◆ Collected data entries ◆
== Segment start ==

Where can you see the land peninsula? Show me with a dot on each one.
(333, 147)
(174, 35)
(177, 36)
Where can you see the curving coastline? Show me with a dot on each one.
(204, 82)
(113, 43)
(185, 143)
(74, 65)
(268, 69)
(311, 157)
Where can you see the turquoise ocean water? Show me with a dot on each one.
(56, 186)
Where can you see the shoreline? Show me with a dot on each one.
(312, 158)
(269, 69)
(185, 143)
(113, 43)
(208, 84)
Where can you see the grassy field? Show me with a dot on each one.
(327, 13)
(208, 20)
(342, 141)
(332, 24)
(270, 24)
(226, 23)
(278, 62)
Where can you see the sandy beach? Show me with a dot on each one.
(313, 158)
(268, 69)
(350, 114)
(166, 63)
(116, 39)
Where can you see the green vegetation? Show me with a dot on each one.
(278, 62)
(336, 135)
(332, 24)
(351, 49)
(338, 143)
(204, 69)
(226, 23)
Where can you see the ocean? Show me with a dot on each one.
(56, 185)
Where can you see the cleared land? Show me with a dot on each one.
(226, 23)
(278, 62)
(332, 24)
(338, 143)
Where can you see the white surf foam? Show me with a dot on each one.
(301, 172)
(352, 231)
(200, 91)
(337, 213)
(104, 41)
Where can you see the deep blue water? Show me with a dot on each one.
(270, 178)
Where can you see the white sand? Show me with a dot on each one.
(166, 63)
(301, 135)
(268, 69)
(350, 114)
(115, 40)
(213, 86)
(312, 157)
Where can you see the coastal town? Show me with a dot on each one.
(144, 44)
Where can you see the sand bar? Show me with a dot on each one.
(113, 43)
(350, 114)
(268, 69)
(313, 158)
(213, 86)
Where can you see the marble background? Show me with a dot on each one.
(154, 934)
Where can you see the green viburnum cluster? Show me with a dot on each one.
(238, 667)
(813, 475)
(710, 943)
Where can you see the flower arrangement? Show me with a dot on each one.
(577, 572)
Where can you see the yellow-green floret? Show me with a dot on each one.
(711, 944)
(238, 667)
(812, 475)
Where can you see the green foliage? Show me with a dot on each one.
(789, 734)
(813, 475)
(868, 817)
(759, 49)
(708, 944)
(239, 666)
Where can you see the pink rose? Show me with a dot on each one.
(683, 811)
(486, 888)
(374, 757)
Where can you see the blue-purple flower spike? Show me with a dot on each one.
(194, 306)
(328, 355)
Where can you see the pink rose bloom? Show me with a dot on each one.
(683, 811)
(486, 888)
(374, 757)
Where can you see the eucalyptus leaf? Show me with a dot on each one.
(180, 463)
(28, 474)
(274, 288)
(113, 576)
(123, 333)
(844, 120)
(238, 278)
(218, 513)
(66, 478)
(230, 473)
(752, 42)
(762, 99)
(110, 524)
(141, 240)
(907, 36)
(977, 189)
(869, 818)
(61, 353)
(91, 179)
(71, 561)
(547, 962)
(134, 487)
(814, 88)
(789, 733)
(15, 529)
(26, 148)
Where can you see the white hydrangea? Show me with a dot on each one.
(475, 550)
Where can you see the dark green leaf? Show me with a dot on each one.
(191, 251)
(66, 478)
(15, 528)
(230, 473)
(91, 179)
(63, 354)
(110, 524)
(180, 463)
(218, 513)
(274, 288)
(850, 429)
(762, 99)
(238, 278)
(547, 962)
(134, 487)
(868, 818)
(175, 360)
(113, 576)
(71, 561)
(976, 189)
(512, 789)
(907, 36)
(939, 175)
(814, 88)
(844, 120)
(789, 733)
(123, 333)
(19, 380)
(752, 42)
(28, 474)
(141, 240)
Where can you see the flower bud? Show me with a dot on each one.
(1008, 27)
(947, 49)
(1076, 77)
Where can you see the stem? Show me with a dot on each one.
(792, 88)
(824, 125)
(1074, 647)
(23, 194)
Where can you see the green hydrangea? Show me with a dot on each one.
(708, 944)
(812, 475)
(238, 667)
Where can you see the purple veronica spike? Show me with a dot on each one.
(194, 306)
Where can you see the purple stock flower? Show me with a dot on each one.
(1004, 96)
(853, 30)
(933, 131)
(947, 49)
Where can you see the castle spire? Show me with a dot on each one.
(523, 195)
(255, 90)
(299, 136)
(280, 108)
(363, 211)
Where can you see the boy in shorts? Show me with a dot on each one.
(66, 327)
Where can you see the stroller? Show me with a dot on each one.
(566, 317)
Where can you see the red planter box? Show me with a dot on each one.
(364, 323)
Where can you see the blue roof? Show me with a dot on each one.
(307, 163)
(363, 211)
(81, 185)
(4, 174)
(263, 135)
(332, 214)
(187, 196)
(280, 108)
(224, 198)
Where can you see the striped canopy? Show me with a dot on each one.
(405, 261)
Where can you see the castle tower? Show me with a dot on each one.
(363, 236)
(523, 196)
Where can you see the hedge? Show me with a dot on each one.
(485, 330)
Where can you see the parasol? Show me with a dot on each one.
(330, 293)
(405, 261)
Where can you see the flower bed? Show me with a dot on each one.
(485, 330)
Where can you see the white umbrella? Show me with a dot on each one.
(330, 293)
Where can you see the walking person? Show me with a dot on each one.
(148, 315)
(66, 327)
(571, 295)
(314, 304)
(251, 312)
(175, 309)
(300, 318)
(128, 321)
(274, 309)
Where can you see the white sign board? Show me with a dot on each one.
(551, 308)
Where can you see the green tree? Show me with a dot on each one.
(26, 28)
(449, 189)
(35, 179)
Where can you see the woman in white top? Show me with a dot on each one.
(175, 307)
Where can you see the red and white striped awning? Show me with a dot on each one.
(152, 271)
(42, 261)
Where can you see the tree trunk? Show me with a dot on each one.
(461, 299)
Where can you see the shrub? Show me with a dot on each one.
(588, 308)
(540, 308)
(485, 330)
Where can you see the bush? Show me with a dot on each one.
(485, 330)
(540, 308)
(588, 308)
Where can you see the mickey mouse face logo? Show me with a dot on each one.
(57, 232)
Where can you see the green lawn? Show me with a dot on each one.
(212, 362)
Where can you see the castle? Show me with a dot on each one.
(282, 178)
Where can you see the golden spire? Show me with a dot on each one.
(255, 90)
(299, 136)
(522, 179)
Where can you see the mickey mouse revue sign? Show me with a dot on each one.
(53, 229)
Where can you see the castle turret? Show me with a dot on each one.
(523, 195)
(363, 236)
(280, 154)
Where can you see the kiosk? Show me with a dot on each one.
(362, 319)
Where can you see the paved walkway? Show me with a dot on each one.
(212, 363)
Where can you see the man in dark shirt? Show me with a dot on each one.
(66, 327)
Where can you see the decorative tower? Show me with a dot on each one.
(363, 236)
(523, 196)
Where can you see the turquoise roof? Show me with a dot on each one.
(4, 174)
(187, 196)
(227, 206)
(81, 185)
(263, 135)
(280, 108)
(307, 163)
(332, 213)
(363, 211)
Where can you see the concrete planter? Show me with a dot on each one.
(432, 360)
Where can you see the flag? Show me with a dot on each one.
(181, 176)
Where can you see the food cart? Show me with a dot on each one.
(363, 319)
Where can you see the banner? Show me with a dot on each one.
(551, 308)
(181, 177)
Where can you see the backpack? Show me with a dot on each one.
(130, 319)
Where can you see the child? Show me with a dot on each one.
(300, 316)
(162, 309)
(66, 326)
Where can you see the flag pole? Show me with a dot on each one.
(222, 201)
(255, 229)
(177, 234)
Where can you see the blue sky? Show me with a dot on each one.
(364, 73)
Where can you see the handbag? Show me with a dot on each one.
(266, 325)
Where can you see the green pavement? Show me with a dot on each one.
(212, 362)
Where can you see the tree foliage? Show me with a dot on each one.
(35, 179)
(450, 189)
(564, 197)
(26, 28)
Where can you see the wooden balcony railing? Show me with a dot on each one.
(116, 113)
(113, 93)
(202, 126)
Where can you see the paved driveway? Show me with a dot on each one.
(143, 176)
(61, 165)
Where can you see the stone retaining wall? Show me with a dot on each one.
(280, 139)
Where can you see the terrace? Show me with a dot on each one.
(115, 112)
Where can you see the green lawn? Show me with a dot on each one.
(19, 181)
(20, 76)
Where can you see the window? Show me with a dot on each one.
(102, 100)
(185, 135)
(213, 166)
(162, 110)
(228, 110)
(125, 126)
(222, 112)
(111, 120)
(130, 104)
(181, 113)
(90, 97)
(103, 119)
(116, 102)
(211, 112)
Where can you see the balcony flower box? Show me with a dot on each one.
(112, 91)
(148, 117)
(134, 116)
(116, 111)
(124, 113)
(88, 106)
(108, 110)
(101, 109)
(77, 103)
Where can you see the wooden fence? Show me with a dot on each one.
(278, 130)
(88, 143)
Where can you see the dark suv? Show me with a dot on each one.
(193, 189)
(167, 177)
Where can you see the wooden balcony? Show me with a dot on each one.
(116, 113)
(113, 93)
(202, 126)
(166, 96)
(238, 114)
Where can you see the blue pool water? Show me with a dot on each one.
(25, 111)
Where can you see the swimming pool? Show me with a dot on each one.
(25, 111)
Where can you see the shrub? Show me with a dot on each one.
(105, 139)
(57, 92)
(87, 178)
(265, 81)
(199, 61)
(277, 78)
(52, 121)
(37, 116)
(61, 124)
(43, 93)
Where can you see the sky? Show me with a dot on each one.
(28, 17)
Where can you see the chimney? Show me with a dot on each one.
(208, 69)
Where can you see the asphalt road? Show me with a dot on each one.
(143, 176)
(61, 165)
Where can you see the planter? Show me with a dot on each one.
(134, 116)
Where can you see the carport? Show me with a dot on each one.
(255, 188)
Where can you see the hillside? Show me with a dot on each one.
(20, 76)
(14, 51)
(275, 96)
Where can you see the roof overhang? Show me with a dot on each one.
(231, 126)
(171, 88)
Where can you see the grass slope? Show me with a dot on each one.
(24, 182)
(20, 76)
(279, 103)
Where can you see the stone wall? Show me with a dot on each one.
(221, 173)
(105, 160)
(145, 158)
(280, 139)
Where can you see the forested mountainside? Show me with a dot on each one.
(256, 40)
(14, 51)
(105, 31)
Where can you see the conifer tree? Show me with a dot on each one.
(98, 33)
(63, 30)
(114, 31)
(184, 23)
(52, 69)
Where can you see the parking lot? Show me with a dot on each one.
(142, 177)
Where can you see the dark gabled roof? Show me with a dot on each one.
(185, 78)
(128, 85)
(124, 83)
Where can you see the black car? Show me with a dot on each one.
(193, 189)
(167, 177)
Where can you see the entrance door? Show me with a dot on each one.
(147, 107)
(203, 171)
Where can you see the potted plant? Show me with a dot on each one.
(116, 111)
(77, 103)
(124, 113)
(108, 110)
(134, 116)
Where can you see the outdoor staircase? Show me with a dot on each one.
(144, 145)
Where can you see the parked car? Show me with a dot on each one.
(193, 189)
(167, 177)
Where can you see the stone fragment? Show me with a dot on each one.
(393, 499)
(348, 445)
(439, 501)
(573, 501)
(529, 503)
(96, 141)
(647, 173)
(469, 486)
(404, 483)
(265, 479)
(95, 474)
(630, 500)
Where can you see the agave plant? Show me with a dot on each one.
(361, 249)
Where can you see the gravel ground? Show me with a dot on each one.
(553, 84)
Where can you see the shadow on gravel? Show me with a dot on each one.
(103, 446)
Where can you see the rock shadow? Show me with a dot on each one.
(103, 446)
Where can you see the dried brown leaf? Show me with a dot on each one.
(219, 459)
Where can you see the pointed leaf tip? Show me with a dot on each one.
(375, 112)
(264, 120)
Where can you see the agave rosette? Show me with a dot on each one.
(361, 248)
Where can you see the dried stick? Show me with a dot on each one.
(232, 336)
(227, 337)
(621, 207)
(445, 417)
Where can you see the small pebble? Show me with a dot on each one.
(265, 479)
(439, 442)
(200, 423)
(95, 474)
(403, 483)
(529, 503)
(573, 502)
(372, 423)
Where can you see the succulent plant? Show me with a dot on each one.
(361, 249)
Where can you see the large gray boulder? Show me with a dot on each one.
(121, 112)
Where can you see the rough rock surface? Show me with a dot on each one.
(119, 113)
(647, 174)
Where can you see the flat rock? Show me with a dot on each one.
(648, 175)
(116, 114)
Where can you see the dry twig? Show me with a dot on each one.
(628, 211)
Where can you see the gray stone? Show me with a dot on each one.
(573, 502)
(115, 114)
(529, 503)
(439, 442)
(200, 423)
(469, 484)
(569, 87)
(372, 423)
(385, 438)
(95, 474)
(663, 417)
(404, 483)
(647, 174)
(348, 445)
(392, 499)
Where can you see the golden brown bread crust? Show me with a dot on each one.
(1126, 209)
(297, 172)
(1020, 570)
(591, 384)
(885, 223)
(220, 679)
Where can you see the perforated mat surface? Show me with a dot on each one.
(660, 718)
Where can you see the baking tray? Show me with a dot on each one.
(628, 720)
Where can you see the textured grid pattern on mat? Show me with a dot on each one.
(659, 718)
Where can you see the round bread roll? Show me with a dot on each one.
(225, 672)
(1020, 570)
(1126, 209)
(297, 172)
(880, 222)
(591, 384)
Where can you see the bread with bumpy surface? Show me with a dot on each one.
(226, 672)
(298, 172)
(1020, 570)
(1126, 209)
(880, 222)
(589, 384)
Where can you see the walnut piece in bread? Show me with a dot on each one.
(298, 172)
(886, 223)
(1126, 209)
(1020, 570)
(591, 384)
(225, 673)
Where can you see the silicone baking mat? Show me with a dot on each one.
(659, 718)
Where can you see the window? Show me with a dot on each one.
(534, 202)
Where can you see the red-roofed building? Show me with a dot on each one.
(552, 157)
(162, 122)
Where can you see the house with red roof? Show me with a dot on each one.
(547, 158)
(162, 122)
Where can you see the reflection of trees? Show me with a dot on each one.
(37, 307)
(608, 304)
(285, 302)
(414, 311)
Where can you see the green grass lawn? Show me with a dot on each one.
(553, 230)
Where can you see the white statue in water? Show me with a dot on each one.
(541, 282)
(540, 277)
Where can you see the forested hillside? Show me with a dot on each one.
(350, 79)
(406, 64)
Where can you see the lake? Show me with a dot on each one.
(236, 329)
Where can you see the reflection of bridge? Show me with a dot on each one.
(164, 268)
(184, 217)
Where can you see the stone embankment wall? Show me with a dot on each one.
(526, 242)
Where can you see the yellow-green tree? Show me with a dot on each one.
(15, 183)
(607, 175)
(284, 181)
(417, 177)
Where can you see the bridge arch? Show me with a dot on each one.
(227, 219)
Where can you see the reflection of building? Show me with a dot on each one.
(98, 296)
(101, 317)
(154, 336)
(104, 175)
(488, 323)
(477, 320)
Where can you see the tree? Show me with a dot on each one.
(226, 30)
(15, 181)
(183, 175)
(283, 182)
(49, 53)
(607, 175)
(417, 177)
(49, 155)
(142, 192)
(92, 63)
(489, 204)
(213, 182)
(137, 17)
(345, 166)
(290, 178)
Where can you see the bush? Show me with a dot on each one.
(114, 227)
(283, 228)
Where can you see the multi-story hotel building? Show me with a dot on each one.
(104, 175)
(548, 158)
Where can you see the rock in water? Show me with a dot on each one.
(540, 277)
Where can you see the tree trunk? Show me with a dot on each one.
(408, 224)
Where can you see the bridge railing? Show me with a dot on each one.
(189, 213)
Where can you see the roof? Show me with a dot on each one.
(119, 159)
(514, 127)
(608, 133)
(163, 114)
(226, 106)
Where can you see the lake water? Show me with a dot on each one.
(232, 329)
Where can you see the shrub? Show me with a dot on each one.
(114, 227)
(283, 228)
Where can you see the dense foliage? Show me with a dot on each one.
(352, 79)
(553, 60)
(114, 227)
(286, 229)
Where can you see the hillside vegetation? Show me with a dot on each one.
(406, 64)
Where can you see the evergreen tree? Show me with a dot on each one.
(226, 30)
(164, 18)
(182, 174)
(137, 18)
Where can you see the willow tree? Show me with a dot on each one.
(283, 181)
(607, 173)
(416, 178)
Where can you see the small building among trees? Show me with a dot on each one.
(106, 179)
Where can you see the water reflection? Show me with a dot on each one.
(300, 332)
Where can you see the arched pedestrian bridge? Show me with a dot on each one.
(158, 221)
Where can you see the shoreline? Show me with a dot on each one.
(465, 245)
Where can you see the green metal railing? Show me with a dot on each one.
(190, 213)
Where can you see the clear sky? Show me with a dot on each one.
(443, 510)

== Segment end ==

◆ WHAT THIS TASK INVOLVES ◆
The response should contain only a verbatim copy of the lines from the line with "Where can you see the clear sky?" to the final line of the records.

◆ RESULT ◆
Where can you see the clear sky? Show me with a dot on each one.
(443, 510)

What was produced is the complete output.